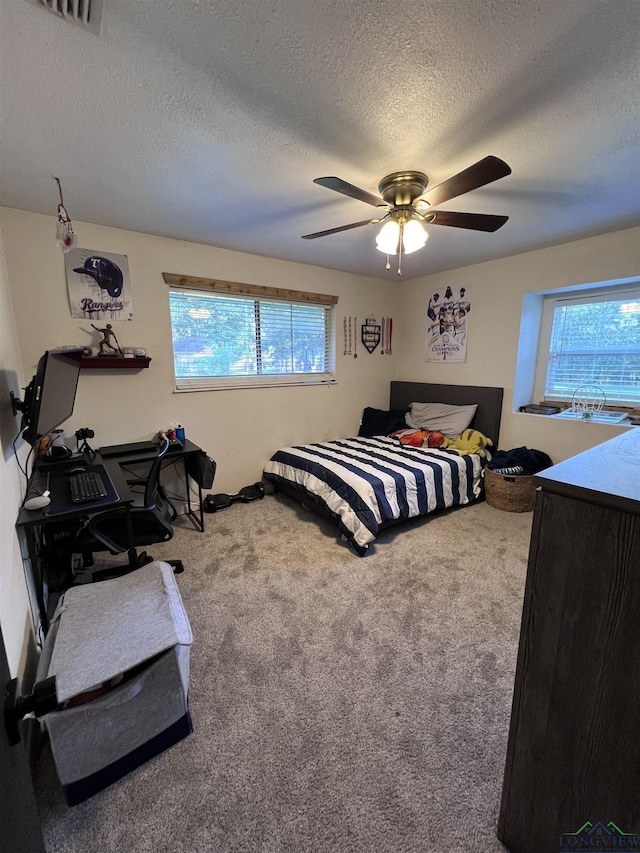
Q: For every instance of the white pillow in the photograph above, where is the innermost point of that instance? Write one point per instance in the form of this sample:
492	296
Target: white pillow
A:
441	417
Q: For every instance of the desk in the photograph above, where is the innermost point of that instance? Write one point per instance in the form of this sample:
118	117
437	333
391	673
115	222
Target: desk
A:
188	452
31	524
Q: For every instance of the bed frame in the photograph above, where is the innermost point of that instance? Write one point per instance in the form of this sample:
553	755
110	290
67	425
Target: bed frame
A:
486	420
488	414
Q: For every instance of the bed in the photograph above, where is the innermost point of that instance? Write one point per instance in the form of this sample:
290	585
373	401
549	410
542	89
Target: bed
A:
370	482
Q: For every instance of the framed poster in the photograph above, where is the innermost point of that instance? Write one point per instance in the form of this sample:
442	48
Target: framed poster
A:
98	284
448	324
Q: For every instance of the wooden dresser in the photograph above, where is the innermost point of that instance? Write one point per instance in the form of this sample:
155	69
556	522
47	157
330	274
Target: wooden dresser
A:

* _WHAT IS BEING ASKED_
From the line with "Q: For every instance of the desk" to the last line of the material, give every line again exactly, and only those lines.

* _RESULT OF THE TASK_
Q: For every instance of the desk in the photograph above, where is the innermost point of that instance? Write one point per instance in the form of this sample:
118	117
437	333
391	673
115	222
Target: desk
A:
188	452
31	524
Q: For every instance of the bed frame in the photograph above, where is the innermost point of that instance? Write one point per instance in the form of this sample:
553	755
110	290
67	425
Target: bed frame
A:
486	420
488	414
Q: For every instance of the bed in the photograph above, where is the innermost point of that instance? Write one point per instance in the form of this sample:
290	585
373	401
549	410
542	89
Target: bed
A:
370	482
Q: For every instance of the framed poster in the photograph above, where is the innermost point of that instance? Write one point per instance in the form of this sample:
442	48
Target: framed poster
A:
98	284
448	324
Q: For every instance of the wooden dresser in the photograph above, where is the innermost point of that instance? Write one point per instance in the form of this sample:
155	69
556	522
47	157
330	274
Target: wooden dresser
A:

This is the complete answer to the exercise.